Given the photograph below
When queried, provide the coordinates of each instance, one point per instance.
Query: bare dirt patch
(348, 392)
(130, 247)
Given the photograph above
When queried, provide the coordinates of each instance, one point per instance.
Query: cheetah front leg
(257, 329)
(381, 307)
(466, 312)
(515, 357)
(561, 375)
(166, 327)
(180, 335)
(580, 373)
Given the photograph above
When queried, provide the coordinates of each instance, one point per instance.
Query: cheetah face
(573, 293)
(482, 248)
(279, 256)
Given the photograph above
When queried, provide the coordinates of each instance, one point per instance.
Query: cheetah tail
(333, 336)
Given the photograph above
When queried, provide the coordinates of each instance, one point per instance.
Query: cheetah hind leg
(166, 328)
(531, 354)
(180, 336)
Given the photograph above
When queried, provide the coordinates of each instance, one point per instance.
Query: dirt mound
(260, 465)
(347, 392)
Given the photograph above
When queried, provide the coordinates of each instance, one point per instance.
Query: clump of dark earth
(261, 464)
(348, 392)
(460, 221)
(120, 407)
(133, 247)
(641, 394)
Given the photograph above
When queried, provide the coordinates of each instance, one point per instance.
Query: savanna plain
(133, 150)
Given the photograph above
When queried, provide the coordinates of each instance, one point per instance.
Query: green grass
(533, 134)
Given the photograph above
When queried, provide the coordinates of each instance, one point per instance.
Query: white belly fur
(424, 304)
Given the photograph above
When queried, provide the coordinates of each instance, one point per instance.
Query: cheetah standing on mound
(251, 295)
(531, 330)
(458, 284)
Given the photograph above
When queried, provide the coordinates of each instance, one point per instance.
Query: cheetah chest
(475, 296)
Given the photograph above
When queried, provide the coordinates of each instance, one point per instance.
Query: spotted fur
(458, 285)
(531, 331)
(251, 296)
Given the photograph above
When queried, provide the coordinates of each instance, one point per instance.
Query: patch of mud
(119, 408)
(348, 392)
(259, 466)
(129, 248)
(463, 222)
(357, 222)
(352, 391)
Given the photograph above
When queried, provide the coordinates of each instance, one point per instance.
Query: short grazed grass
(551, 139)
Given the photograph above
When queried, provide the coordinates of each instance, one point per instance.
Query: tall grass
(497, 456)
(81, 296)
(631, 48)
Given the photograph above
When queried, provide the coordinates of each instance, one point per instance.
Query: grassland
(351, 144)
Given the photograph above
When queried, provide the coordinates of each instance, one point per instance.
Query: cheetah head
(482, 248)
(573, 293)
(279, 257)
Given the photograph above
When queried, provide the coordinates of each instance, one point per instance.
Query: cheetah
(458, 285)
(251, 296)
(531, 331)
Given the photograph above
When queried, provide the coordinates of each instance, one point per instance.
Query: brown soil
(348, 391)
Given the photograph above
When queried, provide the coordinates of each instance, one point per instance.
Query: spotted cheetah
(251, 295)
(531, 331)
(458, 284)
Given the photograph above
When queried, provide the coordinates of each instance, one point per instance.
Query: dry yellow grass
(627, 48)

--------------------

WHAT IS BEING ASKED
In full and verbatim, transcribe the data.

SOLUTION FOR THIS PROBLEM
Given the photograph below
When queried, provide the coordinates of each instance, one point per instance.
Query: bare dirt patch
(348, 392)
(130, 247)
Given the photograph above
When queried, provide the coordinates of each instance, one point per instance.
Query: cheetah front leg
(257, 329)
(381, 307)
(466, 312)
(515, 357)
(561, 375)
(166, 327)
(180, 335)
(580, 373)
Given the photograph above
When queried, provide the coordinates of each instance, one point per instance.
Query: cheetah face
(573, 293)
(482, 248)
(279, 256)
Given the photograph above
When queried, provide the coordinates of each instance, one point per instance.
Query: cheetah tail
(333, 336)
Given the photograph above
When queried, provide the coordinates of each instance, one point per instance.
Query: cheetah hind leg
(166, 328)
(531, 354)
(180, 336)
Given the photograph above
When queried, provide the coordinates of each instance, one point per instance.
Query: dirt mound
(260, 465)
(347, 392)
Given the photograph above
When queried, provide the coordinates of each instance, one point per instance.
Query: clump of dark earth
(261, 464)
(348, 392)
(460, 221)
(120, 407)
(133, 247)
(641, 394)
Given the photograph above
When queried, provide the coordinates of each instance, one point per instance.
Query: savanna plain
(133, 150)
Given the photograph above
When queried, provide the coordinates of each instance, one point per instance.
Query: green grass
(533, 134)
Given the photograph above
When queried, provide the coordinates of each instance, one point per instance.
Query: white belly fur
(424, 304)
Given the photograph above
When queried, provide the coordinates of each instance, one point per instance.
Query: cheetah standing on mound
(251, 295)
(531, 330)
(458, 284)
Given the photograph above
When queried, provide the coordinates of each instance, one point per instance.
Query: cheetah chest
(475, 296)
Given the photograph above
When queried, provide the coordinates of each instance, one point per instance.
Query: spotted fur
(458, 285)
(531, 331)
(251, 296)
Given the photograph above
When queried, provide the coordinates of each instance, one point per instance.
Query: patch of mud
(119, 408)
(348, 392)
(259, 466)
(129, 248)
(463, 222)
(357, 222)
(352, 391)
Given the photograph above
When queried, provide the coordinates of each instance, one point per instance.
Query: short grazed grass
(551, 139)
Given the photograph above
When queried, provide the coordinates of each instance, one point per instance.
Query: tall grass
(497, 456)
(81, 296)
(631, 48)
Given the photograph above
When queried, provide the coordinates of each instance, one point per instance.
Query: grassland
(351, 144)
Given the photograph above
When queried, provide the coordinates of each instance, one point per instance.
Query: cheetah head
(482, 248)
(573, 293)
(279, 257)
Given the photograph above
When queried, provide the coordinates of each instance, one point per instance.
Query: cheetah
(458, 285)
(251, 296)
(531, 331)
Given the photograph above
When queried, provide the coordinates of each instance, one point per instance.
Query: brown soil
(348, 391)
Given the photograph above
When queried, provide the coordinates of each instance, one point per instance.
Query: spotted cheetah
(251, 295)
(531, 331)
(458, 284)
Given the photograph above
When queried, provide the coordinates of each instance, one point per instance.
Query: dry yellow grass
(627, 48)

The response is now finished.